**Work to be completed**
Reproduce the entries word for word but drop every picture.

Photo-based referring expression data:
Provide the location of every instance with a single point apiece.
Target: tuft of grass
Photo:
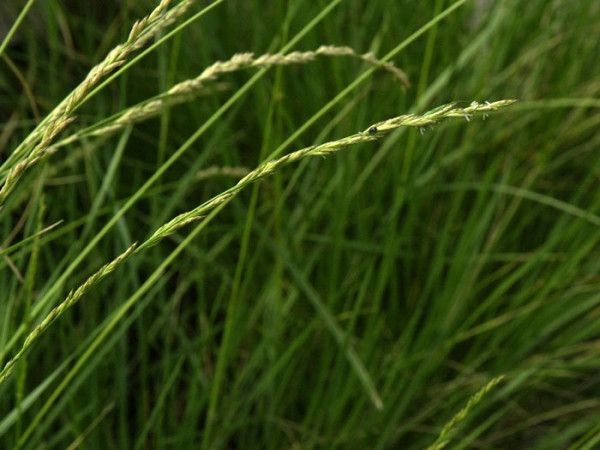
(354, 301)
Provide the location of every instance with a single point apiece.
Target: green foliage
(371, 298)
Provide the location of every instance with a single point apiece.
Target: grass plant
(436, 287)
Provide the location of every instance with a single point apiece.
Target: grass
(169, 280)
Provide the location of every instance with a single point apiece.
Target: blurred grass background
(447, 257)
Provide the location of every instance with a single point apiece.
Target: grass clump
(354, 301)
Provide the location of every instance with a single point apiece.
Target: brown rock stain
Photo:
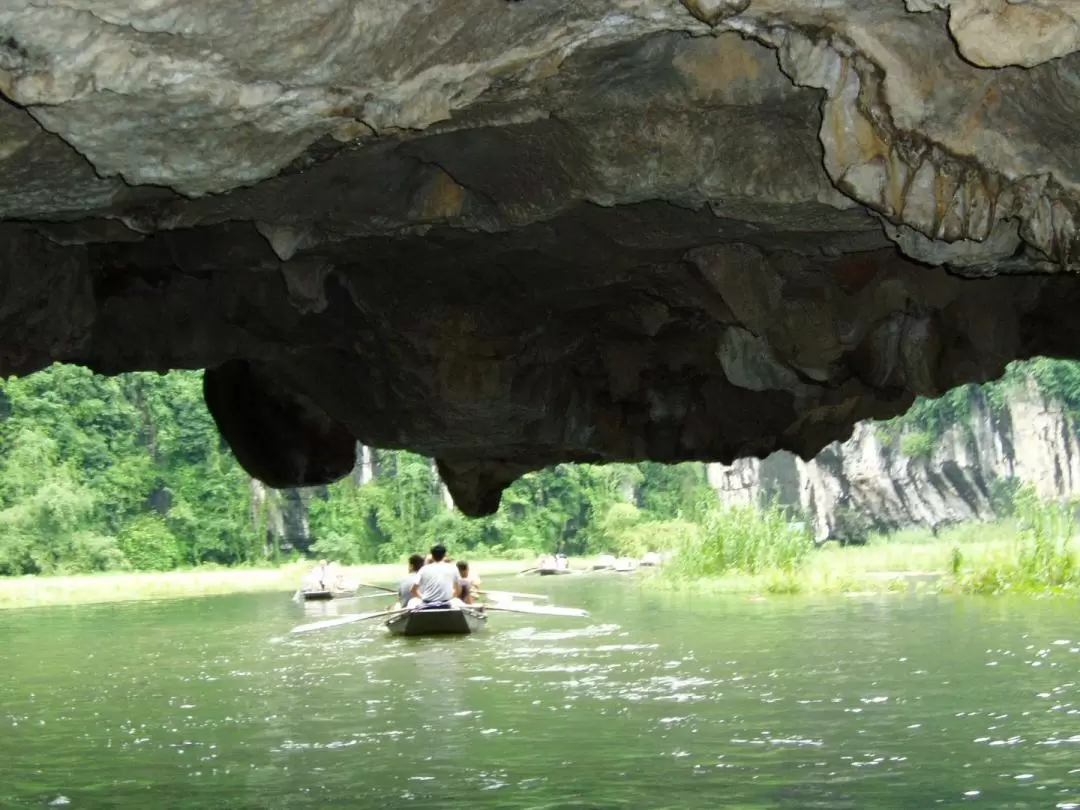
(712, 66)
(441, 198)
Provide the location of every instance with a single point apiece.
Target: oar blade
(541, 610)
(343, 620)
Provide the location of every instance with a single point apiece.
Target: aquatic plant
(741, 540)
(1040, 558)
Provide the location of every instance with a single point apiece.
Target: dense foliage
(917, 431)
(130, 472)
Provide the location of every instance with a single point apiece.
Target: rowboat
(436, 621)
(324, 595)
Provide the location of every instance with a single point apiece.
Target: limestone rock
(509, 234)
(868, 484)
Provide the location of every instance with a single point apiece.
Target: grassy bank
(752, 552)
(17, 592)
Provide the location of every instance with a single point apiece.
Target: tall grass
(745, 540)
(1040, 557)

**Exercise response**
Provide the location of every instance with a single point apiece.
Target: tuft of grass
Photo:
(354, 301)
Provide the location of every instance with a single point apiece.
Target: green foliage
(371, 298)
Provide the location of every instance with a single point apiece.
Target: grass plant
(436, 287)
Provide the location of every instance with a single point apiece.
Target: grass
(169, 280)
Provide the location of every instance with a single point apiece.
Target: blurred grass background
(447, 257)
Provide the location of every instance with a single point apiece.
Target: grass clump
(354, 301)
Provide the location of every instance with a single point apiece.
Target: brown rock stain
Photo:
(712, 66)
(441, 198)
Provide the location of every instance with a single point apiece.
Target: oar blade
(541, 610)
(343, 620)
Provide the location of every instance with a single point apiece.
Target: aquatic plant
(741, 540)
(1040, 558)
Provide the location of every instance with a single point apiece.
Target: dense foliage
(917, 431)
(130, 472)
Provide the location of every instance with a single point apiece.
Target: rowboat
(436, 621)
(324, 595)
Provide the location of every instance with a single point apiece.
Target: limestone rock
(509, 234)
(868, 484)
Provide the location of every instance with a single point apiece.
Target: grassy bank
(752, 552)
(17, 592)
Provide the location of every instance with a single point apiece.
Target: tall grass
(745, 540)
(1040, 557)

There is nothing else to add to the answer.